- **What this task involves**: Please extend the blog post about the Phil Spector trial below, continuing after its final sentence.

- **Text for analysis**:

>>>>>

Thursday, September 20, 2007

Guest Entry: Sedonia Sunset's take on the trial

Court TV poster Sedonia Sunset originally posted a fabulous synopsis on the trial on the Court TV Phil Spector Forum. Sedonia Sunset generously agreed to have me put her writings up on the blog. Thank you Sedonia Sunset!

This Trial Has Everything!
Many of us are "obsessed" with this trial, but I think it's the overall drama of the story that sucks us in like a real-life soap opera -- the fact that we have a community of people to discuss it with is a big part, in my opinion, of how and why we get sooooo entrenched with the trial. It also strikes a chord in all of us or we wouldn't be here. Many thanks go to KTLA.com who, unlike Court TV (yet, ironically, via the Court TV feed) provided on-line gavel-to-gavel coverage. Thank goodness for KTLA.com, KNBC.com and high-speed Internet access!

The Prosecution said Lana Clarkson was a plucky go-getter who was still striving to overcome obstacles and become a Hollywood STAR. Yes she had suffered hard times after a debilitating injury, but she was well on the mend, back to work in a place where she could make very high-level Hollywood connections. Even if the $9 an hour pay was downright pitiful -- it was the networking that mattered, and her prospects were looking up. She was scheduled to film a commercial less than a week after the shooting. She had stopped Phil Spector from coming into the exclusive Foundation Room at the House of Blues because he wasn't wearing the required wristband. She had made what was probably a fatal mistake earlier in the evening -- she referred to Phil as "MRS". Spector, mistaking him for a woman. Well, he was wearing a longish, curly wig, high heels, and a long, white lady's dinner jacket. She had no idea who he was. Someone set her straight and told her to treat him "golden" like Dan Akroyd, one of the famous owners of the House of Blues.

The Prosecution said that Phil Spector reverted to his decades-long pattern of getting drunk and pulling a gun on a woman trying to leave. This time though, a gun ended up in a woman's mouth! Lana was sitting by the back door with a purse on her shoulder, which clearly indicated that she was about to leave. Her life was brutally ended in a split-second when a bullet transected her spine and completely severed her spinal cord. The Defense, on the other hand, said she was a severely depressed, disabled, poverty-stricken, washed-up 40-yr-old has-been party girl who was habitually drunk and drugged, and impulsively shot herself when she saw a gun and an opportunity.

<<<<<

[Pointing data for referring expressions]
>>>>>

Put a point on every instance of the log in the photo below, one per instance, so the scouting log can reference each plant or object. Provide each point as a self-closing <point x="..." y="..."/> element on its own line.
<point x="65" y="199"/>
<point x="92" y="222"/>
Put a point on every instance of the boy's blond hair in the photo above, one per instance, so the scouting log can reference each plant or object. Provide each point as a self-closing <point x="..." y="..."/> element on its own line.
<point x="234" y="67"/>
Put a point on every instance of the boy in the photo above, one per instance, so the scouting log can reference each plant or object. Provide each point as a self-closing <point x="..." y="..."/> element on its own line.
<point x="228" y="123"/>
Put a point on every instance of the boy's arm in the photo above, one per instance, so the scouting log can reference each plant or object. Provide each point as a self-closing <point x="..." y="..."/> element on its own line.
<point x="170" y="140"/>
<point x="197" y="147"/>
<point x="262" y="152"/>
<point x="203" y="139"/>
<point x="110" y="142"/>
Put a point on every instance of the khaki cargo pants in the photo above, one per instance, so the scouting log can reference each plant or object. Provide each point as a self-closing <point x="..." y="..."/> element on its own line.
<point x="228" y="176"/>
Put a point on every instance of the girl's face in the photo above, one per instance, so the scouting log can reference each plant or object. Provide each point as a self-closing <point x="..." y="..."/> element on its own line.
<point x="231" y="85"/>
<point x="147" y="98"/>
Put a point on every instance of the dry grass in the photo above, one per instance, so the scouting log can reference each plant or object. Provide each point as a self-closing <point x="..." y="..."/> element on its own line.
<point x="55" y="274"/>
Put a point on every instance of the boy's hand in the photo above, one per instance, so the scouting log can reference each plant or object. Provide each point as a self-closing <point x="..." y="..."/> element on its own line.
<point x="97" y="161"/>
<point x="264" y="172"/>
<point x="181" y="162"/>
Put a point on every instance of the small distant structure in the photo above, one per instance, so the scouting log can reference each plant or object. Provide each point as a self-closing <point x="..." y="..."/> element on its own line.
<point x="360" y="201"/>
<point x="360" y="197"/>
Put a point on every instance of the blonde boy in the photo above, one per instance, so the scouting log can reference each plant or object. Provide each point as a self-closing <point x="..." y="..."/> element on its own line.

<<<<<

- **Output for this task**:
Phil Spector didn't act like an innocent man. He initially went outside, gun in bloody hand, somewhat dazed, and told the limo driver: "I think I killed somebody." The driver, Adriano DeSouza, saw the gun, the blood and Lana's outstretched legs. DeSouza high-tailed it out of there lest he ALSO be shot, and immediately called for help. Not knowing the exact situation inside the house, the police took 40 minutes to secure the premises before rushing the suspect to subdue him. They had to subdue him -- he did not follow their commands. They even attempted to taser him, but one of the tasers prongs did not connect correctly and the other one missed him. Much later, Phil claimed that they tasered him with 100,000 volts of electricity. They finally had to tackle him using a riot-shield because he would NOT stand still and keep his hands up.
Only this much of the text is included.